**Attività**
A - Nel testo sul settore food and beverage, quale comparto ha registrato perfino un aumento della domanda?
B - Prosegui il testo sul settore food and beverage a partire dall'ultima frase riportata.

**Testo della pagina**
──────────────────────────────

Come cambia il settore, anche in ottica del Covid?
Il campo food and beverage è stato impattato in maniera differente rispetto agli altri settori. Con una distinzione necessaria tra ristorazione e alimentazione. Sull’hospitality la pandemia ha avuto un impatto notevole, ma che ha comportato una risposta assai dinamica (si pensi al boom delle dark kitchen, alla forte accelerata nel food delivery, alle novità come le box a domicilio). Insomma, un po’ come quanto accaduto nella scuola, il Covid ha comportato gravi problemi e una forte accelerazione di fenomeni già in atto, specie sul fronte della tecnologia e dell’innovazione.
Dall’altra parte c’è tutto il settore del food in senso stretto, che non ha quasi conosciuto crisi se non problemi di supply chain (andamenti anomali della domanda). Se guardiamo ai singoli settori, la crisi di fatto non c’è stata. Penso agli spumanti, per esempio, che addirittura hanno riscontrato un aumento della domanda.

──────────────────────────────

**Materiale fornito**

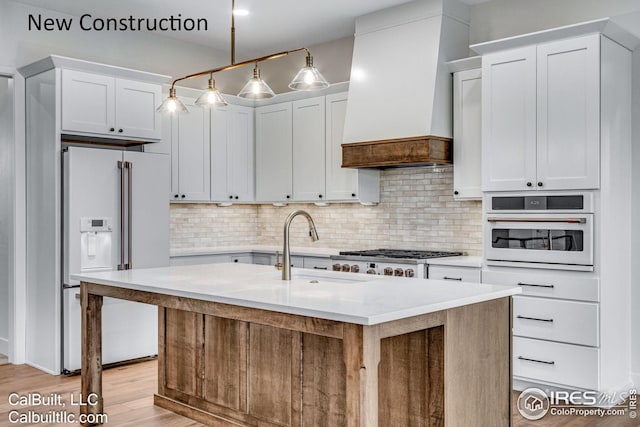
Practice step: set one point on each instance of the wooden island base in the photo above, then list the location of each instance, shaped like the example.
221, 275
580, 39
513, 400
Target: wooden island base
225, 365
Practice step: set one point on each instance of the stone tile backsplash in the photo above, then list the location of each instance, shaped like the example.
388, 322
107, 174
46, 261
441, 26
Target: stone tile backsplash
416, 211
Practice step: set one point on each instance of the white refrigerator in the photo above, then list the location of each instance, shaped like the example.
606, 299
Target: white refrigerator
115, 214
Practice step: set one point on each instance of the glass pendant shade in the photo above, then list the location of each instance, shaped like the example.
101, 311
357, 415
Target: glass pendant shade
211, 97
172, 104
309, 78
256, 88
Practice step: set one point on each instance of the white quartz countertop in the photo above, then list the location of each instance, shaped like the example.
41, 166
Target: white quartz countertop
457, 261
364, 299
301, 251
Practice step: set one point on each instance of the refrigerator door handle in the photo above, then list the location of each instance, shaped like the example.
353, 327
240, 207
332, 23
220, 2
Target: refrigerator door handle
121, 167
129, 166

──────────────────────────────

**Risposte alle attività**
A - Gli spumanti.

B -
Per il resto procedono i trend che erano già avviati: l’agrifood-tech, la sensibilità all’etica e all’ambiente, l’healty, la riscoperta delle tradizioni culinarie e del local, naturalmente la sostenibilità, la diminuzione degli sprechi, la tracciabilità e le tecnologie.
Un capitolo a parte riguarda i nuovi modelli emergenti: le carni plant based, i novel food e in particolare l’introduzione degli insetti in culture che provano verso di essi “disgusto”, con tanto di strategie conseguenti per superarlo. E ritorniamo al punto di prima: si fa leva sulla sostenibilità e sui valori nutrizionali, considerando l’alto valore proteico di questi “nuovi cibi”, calcolato in rapporto all’impatto ambientale sul clima, è davvero molto vantaggioso rispetto a quello delle carni.